● Your task:
Repeat the rows below word for word, from the very first line down to and including the line that reads "546;185;632;210".

Collected data entries
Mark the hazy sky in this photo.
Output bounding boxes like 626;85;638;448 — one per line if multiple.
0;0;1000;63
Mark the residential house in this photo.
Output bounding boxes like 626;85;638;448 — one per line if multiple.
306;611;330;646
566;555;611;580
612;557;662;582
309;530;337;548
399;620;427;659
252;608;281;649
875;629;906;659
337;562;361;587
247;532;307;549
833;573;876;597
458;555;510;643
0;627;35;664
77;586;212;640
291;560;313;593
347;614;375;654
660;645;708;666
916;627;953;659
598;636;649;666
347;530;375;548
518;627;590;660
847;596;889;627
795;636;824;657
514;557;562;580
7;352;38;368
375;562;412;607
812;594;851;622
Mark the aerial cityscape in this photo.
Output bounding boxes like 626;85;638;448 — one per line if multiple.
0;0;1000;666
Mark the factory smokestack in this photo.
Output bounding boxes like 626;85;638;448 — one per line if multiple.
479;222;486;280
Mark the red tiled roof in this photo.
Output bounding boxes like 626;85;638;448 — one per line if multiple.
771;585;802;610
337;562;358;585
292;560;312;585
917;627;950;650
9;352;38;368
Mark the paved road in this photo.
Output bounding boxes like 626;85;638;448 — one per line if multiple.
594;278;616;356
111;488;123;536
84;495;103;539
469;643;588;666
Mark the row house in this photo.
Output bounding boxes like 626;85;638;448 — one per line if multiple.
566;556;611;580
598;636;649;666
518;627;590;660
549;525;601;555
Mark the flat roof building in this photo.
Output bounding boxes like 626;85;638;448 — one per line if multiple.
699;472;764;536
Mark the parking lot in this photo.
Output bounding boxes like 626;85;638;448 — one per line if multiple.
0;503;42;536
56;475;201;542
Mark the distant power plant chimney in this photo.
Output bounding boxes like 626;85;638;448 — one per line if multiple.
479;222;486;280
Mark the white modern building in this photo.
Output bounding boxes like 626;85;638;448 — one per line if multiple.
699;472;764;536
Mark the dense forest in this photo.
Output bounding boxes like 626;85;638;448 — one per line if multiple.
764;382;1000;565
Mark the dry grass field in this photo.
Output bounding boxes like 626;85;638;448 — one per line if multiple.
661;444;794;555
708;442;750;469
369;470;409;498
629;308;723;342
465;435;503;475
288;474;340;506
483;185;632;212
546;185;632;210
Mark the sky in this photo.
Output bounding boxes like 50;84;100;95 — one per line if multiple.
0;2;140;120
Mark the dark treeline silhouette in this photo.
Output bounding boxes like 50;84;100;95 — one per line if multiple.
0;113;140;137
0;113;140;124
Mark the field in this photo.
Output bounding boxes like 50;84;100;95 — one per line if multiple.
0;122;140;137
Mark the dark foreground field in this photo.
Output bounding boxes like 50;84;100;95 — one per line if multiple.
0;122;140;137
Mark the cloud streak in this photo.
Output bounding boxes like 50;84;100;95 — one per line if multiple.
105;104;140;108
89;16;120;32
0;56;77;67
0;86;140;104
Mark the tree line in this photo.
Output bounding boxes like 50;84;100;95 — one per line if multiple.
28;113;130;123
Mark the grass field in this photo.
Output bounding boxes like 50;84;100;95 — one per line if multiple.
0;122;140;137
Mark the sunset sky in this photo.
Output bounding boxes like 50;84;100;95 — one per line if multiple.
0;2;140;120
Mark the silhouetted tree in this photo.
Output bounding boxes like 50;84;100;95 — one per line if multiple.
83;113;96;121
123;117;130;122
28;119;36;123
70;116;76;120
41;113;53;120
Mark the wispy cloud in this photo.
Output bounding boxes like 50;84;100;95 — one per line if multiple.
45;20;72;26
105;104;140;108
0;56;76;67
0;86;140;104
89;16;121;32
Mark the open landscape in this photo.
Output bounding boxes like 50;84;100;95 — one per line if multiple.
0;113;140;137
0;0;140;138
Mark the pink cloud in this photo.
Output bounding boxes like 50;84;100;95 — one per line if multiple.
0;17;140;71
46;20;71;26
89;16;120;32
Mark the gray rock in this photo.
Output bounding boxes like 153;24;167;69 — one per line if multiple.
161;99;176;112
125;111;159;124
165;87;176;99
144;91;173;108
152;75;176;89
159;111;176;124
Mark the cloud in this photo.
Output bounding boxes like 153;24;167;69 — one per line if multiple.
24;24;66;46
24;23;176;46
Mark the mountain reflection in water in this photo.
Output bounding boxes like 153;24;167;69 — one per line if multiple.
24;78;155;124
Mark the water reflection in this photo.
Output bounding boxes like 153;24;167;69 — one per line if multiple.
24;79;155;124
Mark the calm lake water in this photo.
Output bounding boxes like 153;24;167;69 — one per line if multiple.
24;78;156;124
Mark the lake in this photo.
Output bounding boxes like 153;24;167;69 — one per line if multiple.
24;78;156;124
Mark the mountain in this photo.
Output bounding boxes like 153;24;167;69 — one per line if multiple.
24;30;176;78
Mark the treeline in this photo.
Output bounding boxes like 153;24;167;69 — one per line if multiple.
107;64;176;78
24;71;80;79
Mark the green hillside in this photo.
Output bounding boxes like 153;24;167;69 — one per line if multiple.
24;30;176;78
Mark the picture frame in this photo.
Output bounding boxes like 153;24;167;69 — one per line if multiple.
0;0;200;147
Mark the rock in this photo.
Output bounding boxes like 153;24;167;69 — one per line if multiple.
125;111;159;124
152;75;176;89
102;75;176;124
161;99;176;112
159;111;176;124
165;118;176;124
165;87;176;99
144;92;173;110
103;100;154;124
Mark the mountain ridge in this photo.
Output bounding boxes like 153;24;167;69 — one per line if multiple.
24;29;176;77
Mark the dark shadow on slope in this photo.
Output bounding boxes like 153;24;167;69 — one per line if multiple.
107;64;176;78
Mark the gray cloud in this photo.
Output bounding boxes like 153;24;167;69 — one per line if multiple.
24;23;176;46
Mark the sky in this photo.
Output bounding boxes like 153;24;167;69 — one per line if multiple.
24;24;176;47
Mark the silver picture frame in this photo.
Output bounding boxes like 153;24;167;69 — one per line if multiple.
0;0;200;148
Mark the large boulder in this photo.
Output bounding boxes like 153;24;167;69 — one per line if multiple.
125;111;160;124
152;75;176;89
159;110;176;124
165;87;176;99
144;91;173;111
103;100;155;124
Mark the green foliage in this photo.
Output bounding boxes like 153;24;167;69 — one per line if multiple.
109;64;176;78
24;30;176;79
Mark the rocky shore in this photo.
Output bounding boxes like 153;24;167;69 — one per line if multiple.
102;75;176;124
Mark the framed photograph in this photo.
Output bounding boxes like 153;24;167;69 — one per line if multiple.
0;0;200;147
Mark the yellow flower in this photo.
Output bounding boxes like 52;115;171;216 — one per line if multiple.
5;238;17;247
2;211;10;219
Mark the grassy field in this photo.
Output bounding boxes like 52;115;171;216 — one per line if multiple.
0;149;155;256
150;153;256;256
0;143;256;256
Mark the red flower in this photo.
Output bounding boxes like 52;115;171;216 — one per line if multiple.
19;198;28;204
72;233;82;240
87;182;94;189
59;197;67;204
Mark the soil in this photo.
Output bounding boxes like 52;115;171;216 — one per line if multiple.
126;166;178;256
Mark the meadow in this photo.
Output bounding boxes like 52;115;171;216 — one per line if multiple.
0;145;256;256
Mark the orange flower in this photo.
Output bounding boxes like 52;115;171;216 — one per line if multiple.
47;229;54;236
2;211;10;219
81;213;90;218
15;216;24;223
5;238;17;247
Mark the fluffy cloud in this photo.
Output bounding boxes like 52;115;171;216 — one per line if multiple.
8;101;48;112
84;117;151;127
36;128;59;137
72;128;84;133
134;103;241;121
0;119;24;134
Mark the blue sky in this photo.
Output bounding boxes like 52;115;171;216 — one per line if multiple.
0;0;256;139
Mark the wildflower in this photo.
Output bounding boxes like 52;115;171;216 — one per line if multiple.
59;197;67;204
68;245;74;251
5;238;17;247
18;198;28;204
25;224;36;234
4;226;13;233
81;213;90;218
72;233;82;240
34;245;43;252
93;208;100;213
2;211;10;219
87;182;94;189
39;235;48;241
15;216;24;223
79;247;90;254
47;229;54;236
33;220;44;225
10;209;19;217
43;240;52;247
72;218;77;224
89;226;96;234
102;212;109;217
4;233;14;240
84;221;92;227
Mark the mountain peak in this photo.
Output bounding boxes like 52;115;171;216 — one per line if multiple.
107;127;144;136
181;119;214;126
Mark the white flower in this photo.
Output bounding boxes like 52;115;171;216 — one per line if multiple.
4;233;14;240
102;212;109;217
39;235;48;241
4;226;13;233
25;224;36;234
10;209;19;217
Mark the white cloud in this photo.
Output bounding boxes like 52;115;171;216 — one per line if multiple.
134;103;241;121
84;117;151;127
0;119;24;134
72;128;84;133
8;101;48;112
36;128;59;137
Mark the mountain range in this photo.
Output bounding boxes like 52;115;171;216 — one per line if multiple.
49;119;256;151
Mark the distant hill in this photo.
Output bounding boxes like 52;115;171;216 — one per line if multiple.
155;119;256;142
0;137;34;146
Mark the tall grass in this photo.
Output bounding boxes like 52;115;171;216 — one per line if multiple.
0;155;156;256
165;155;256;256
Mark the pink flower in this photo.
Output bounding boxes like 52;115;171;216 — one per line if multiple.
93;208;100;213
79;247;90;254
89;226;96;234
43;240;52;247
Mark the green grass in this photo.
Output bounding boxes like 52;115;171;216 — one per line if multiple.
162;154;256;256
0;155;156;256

● Final result:
Mark the hazy sky in this photo.
Output bounding boxes like 626;85;638;448 — one per line if multiple.
0;0;1000;63
Mark the residential house in this photo.
Output bounding boxes like 626;85;638;448 — one per line if multiple.
306;611;330;646
566;555;611;580
612;557;662;582
309;530;337;548
399;620;427;659
252;608;281;649
875;629;906;659
337;562;361;587
247;532;307;549
833;573;876;597
458;555;510;643
0;627;35;664
77;586;212;640
291;560;313;593
347;614;375;654
660;645;708;666
916;627;953;659
598;636;649;666
347;530;375;548
518;627;590;660
847;596;889;627
795;636;824;657
514;557;562;580
7;352;38;368
375;562;412;607
812;594;851;622
Mark the aerial cityscape in this photo.
Output bounding boxes like 626;85;638;448 — one per line if multiple.
0;0;1000;666
Mark the factory smokestack in this photo.
Output bounding boxes like 626;85;638;448 — one per line if multiple.
479;222;486;280
Mark the red tiled roof in this photo.
Output bounding boxes like 626;85;638;448 — one per line if multiple.
771;585;802;610
337;562;358;585
292;560;312;585
917;627;950;650
9;352;38;368
Mark the paved road in this photo.
Output bounding boxes like 626;85;638;448 — one per line if multiple.
594;278;616;356
111;488;123;536
84;495;103;539
469;643;588;666
Mark the row house in this photo.
Output bounding boxes like 626;85;638;448 — one per line if multiple.
566;556;611;580
598;636;649;666
518;627;590;660
549;525;601;555
Mark the flat roof building in this photo.
Output bounding boxes like 626;85;638;448 — one per line if multiple.
699;472;764;536
Mark the parking lot in this photo.
Output bounding boxes like 626;85;638;448 — one per line if multiple.
0;503;42;536
56;475;201;542
Mark the distant power plant chimney in this photo.
Output bounding boxes like 626;85;638;448 — one per line if multiple.
479;222;486;280
Mark the white modern building in this photo.
Output bounding boxes like 626;85;638;448 — one per line if multiple.
699;472;764;536
Mark the dense forest in this photo.
Output bounding boxes like 626;85;638;448 — one per line if multiple.
764;382;1000;565
Mark the dry grass field in this photo.
Output bounding boxes like 626;85;638;448 — one per line if multiple.
661;444;794;555
708;442;750;469
369;470;409;498
629;308;723;342
465;435;503;475
288;474;340;506
483;185;632;212
546;185;632;210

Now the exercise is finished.